PROVIDED DATA: Begin

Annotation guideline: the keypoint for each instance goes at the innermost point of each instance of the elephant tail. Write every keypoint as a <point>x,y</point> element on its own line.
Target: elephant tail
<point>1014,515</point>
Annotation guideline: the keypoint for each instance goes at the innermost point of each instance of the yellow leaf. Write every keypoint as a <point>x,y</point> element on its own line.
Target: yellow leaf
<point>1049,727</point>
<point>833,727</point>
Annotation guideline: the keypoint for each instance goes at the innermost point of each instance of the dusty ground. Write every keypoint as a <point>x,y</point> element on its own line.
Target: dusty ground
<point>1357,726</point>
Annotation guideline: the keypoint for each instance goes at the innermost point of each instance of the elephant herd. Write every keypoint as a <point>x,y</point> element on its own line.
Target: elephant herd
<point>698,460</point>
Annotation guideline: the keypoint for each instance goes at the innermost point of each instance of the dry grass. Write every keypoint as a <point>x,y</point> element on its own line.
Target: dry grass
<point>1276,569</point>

PROVIDED DATA: End
PROVIDED DATA: Begin

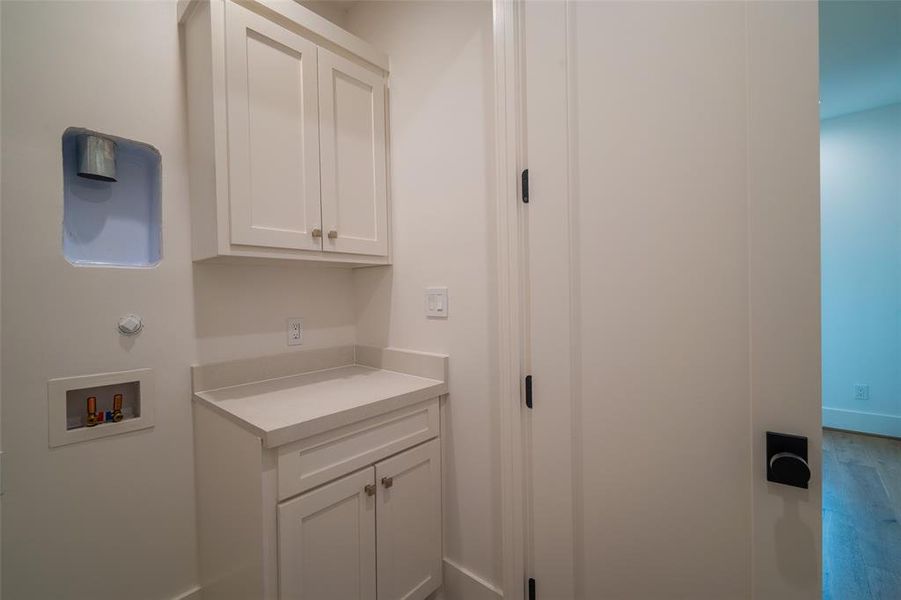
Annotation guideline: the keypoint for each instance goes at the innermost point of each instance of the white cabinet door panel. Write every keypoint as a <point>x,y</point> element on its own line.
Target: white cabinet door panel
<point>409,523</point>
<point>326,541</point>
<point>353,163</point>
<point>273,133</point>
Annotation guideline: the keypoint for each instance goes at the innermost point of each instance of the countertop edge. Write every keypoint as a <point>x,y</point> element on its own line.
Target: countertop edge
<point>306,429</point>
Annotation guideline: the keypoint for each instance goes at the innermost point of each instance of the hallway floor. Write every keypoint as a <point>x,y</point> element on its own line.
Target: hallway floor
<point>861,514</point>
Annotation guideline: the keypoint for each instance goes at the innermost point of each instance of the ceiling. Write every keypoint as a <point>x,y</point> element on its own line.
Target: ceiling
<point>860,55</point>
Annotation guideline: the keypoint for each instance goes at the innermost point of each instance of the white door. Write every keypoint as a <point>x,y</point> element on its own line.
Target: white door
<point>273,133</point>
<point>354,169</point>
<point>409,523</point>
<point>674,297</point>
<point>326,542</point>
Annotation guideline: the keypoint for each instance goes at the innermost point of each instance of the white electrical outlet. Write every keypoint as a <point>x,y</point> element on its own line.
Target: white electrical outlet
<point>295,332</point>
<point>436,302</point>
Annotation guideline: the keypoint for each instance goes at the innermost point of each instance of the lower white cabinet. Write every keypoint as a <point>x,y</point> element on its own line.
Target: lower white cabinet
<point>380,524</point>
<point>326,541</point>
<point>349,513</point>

PROVIDED DATA: End
PROVIDED DATA: Begin

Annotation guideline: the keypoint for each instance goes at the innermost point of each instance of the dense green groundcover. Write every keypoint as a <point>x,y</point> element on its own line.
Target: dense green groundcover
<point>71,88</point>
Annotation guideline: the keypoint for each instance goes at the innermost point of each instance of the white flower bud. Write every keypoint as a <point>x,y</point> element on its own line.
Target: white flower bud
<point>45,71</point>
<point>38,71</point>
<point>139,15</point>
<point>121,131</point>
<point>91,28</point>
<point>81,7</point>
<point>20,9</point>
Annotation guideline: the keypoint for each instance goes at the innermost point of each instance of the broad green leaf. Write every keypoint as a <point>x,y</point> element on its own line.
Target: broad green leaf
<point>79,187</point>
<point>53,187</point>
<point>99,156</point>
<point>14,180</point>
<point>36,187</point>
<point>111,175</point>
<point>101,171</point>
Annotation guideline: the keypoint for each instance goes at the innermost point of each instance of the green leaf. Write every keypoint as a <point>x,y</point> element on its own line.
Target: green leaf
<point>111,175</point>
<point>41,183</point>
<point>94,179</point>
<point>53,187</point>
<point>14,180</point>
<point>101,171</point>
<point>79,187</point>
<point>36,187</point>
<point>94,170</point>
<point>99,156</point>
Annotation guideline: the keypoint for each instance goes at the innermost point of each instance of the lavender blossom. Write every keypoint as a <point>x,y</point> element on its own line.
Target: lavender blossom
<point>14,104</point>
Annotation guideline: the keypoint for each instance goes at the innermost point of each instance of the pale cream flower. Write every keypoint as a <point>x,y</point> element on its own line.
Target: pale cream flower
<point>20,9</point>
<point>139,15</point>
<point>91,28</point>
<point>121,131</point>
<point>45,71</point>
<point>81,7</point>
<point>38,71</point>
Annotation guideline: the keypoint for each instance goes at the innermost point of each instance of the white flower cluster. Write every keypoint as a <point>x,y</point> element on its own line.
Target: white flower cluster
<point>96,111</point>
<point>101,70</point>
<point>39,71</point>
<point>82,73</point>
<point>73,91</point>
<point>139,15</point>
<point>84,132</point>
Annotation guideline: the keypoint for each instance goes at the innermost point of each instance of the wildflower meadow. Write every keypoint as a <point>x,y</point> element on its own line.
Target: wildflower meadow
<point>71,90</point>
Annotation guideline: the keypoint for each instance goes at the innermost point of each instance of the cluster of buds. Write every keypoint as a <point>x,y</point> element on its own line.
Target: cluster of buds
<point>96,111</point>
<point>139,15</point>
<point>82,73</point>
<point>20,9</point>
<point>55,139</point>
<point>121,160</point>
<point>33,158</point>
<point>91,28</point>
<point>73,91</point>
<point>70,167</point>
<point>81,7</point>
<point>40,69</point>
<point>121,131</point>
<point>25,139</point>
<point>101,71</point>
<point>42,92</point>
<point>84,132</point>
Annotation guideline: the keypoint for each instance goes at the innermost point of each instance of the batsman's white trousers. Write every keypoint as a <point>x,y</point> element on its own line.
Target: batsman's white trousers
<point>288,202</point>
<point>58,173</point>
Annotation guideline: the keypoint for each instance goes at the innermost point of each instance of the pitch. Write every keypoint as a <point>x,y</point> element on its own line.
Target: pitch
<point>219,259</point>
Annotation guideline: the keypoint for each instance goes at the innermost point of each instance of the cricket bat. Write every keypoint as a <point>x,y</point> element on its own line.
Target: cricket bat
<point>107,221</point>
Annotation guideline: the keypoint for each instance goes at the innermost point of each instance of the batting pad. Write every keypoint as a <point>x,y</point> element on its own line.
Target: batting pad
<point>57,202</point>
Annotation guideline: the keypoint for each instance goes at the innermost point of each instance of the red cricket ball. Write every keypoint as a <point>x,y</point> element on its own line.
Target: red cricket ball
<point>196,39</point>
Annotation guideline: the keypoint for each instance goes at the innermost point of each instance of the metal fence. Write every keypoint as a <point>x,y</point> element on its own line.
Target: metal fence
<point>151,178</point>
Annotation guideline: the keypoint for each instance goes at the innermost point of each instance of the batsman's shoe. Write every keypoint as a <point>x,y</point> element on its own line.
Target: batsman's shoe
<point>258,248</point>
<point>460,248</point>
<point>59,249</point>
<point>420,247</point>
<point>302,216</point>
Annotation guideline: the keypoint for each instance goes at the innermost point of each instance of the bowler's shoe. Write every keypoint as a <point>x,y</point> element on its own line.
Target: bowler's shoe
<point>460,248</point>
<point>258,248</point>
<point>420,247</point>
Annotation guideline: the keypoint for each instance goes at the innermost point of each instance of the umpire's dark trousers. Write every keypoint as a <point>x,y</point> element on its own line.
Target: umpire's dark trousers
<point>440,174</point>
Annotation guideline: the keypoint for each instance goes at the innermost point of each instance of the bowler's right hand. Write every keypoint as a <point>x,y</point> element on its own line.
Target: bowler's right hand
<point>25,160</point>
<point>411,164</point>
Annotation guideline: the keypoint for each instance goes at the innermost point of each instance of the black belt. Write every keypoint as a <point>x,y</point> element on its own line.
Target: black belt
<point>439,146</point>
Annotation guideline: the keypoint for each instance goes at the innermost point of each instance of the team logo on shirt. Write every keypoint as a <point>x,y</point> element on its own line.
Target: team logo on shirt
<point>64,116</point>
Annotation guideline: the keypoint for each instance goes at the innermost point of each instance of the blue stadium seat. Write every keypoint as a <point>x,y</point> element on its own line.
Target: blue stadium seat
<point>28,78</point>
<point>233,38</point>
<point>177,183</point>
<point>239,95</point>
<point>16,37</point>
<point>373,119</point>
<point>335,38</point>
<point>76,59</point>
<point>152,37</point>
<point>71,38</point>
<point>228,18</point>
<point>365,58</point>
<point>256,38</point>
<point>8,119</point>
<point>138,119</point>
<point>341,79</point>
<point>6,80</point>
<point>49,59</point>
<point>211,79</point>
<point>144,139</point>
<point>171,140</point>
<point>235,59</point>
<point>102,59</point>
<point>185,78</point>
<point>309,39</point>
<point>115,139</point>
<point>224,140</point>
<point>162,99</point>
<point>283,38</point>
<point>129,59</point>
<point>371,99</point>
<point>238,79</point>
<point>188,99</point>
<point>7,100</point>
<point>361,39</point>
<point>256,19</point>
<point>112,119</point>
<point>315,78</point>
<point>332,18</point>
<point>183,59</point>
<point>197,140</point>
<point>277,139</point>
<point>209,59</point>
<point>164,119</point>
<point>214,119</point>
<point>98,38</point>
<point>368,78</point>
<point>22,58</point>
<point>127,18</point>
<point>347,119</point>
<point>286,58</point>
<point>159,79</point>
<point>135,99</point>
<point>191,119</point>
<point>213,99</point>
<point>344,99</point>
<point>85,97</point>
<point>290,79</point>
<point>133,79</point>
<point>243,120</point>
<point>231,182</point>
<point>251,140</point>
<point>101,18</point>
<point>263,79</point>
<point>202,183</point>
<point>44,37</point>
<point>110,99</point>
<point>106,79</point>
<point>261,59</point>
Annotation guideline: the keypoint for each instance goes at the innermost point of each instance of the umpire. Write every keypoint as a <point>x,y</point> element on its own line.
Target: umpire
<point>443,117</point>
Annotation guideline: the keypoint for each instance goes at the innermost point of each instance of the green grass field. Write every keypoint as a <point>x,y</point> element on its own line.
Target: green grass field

PROVIDED DATA: End

[WORK ITEM] Whenever the string "field" shows up in a line of the entries, copy that line.

[REPLY TO THE TASK]
Annotation guideline: the keypoint for each instance goes at the innermost point of each instance of the green grass field. Write every keypoint as a <point>x,y</point> element on its own line.
Target: green grass field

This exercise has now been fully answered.